| Problem details |
In the entries below, find every line with "cloud" and copy it.

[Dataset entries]
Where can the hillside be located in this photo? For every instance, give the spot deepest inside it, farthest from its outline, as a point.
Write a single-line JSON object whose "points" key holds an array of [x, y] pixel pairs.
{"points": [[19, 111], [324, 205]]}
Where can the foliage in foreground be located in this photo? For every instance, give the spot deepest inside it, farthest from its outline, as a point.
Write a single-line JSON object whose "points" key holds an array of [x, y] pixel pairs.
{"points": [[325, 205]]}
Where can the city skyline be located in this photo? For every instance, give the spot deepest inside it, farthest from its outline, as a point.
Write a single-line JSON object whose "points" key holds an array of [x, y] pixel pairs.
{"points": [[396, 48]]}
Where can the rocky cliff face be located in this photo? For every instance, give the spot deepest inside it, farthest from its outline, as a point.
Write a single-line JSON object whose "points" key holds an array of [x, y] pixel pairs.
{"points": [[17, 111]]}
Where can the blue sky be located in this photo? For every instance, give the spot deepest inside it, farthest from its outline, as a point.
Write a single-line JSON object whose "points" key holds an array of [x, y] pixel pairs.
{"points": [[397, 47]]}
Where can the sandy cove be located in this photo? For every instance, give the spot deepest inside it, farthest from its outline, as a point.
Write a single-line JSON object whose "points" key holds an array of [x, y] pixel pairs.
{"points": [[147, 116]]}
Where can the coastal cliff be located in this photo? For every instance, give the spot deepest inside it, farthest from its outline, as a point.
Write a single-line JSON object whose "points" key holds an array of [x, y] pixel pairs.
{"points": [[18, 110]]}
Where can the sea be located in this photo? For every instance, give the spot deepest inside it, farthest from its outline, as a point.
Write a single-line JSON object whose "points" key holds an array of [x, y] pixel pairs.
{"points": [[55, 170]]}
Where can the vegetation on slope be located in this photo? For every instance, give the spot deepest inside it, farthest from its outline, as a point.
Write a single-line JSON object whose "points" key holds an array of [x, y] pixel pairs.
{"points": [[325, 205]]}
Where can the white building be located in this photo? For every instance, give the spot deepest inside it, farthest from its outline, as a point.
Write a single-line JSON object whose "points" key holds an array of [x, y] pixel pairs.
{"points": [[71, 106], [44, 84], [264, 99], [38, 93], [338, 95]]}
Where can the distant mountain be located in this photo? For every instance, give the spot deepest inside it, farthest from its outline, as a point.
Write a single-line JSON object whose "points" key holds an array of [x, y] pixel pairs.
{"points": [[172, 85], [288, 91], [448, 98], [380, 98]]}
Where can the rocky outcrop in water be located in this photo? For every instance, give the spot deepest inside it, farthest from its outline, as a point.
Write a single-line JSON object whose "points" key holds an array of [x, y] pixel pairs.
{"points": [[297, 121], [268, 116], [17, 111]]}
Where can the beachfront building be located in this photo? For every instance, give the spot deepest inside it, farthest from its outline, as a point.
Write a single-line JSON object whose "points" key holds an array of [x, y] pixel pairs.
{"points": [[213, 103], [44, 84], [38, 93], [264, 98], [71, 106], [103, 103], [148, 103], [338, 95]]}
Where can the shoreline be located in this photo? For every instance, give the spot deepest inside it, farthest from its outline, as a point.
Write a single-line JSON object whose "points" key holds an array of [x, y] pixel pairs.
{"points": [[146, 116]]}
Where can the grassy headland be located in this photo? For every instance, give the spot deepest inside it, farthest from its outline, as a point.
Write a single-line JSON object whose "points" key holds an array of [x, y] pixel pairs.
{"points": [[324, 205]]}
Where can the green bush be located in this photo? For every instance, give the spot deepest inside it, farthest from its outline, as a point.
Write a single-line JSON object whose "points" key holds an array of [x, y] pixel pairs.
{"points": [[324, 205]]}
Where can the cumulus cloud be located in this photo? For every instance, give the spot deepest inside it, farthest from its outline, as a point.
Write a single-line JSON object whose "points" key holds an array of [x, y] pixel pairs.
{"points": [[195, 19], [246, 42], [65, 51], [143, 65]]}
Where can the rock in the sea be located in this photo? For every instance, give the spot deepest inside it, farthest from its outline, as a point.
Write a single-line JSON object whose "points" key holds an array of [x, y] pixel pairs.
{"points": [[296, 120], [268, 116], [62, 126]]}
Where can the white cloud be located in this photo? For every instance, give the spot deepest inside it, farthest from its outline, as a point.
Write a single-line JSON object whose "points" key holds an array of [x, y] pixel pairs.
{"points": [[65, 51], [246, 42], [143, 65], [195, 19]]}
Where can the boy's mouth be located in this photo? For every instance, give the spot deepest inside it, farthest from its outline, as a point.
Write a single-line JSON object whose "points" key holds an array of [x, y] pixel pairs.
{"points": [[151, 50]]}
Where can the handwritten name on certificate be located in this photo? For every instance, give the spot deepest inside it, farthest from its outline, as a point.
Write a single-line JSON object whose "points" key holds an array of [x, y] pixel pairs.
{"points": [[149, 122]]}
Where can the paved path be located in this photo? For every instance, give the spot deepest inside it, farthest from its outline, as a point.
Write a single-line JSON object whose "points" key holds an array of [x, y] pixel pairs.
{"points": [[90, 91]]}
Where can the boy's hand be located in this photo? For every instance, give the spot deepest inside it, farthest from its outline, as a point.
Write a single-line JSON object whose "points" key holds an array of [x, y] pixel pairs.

| Completed task |
Where can the cumulus cloud be located in this photo? For every instance, give the spot deepest inside it, farthest from its outline, as a point.
Where can the white cloud be located in this photo? For every instance, give the spot deepest inside it, farthest from its outline, as a point.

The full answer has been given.